Show each line of the entries below that contains the word "look". Letter case must match.

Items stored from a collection
==*==

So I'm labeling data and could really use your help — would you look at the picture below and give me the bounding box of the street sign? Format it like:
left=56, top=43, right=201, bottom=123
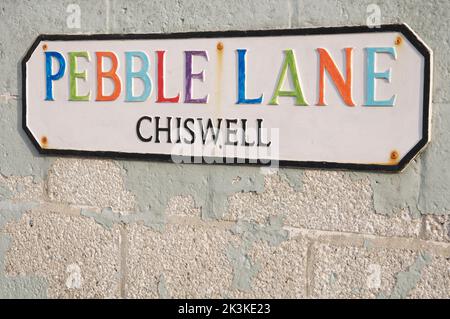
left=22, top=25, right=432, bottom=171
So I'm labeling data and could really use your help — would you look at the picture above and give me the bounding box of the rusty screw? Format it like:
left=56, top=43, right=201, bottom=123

==*==

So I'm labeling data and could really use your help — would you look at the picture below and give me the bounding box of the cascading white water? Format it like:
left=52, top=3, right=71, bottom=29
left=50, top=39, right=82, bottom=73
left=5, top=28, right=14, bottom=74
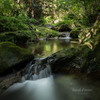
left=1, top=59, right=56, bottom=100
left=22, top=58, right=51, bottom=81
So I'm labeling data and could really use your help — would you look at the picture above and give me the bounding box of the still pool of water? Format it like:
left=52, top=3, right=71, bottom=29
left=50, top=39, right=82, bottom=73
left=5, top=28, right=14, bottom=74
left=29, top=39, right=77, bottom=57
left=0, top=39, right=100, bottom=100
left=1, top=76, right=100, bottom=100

==*==

### ANSWER FOR THE TASK
So I'm labeling data and could really use your help — would you look at the picture below and give me the bounding box of the street sign? Format it like:
So I'm labeling data and could really use your help — would you look at the picture above and give me the bounding box of the rusty screw? Format it like:
So I'm labeling data and could really use your help — would you look at the picture below and give me the bounding box of the cascading white water? Format it like:
So I'm labeling data and could really use your help — would you look at the picture above and give me the bounding box of the still pool of water? Format it like:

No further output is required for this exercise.